Point placement records:

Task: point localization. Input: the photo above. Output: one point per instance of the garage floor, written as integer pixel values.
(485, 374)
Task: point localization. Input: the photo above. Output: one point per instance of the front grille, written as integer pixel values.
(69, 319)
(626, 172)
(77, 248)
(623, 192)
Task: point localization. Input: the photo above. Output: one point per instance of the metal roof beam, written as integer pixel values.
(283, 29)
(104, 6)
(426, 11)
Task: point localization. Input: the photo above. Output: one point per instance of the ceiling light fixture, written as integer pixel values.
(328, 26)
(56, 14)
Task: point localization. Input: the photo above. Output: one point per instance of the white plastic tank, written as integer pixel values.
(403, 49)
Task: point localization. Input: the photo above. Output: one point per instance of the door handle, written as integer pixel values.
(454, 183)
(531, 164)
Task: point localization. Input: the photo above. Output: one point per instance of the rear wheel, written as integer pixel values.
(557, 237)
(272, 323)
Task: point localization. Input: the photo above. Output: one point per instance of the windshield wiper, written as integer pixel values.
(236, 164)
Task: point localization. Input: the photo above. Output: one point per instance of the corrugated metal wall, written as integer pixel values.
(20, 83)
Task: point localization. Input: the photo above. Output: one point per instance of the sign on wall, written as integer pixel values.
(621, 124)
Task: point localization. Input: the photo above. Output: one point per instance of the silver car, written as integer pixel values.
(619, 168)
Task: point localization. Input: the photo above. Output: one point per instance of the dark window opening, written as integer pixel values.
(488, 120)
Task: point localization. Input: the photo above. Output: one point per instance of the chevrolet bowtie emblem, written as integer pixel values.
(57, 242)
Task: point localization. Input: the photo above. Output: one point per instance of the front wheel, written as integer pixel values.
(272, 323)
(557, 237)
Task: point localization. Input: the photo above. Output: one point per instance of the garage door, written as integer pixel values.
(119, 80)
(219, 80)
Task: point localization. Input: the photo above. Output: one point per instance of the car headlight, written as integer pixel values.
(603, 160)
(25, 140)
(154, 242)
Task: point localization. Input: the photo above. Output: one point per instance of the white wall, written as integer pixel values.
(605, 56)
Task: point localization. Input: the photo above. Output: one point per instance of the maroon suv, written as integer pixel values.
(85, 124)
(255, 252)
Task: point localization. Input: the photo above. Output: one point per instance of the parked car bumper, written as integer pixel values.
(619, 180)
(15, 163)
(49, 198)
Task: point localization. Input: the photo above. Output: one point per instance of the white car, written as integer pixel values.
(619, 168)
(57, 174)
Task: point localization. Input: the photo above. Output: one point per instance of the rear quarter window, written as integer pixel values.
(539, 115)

• _DIRECTIONS_: Write out the lines above from the one containing "white wall, written as integer pixel values." through the last, exactly as they are.

• _FINISHED EXERCISE_:
Task: point localization. Input: the photo above. Output: one point per instance of the white wall, written as integer pixel values.
(605, 56)
Task: point localization. Input: the photo above. Output: one point per instance of the maroon suv, written as integer pixel values.
(85, 124)
(255, 252)
Task: point localization. Input: the photo above. Output: one point per instance of the parked car bumper, written as integer pixel values.
(619, 180)
(15, 163)
(49, 198)
Task: point localization. Input: the photo above. Output: one point per instance of the white car, written as integer pixel values.
(619, 168)
(57, 174)
Task: point localization. Input: the photo above. Output: one point per instance of the rear quarter window, written as integer pixel values.
(539, 115)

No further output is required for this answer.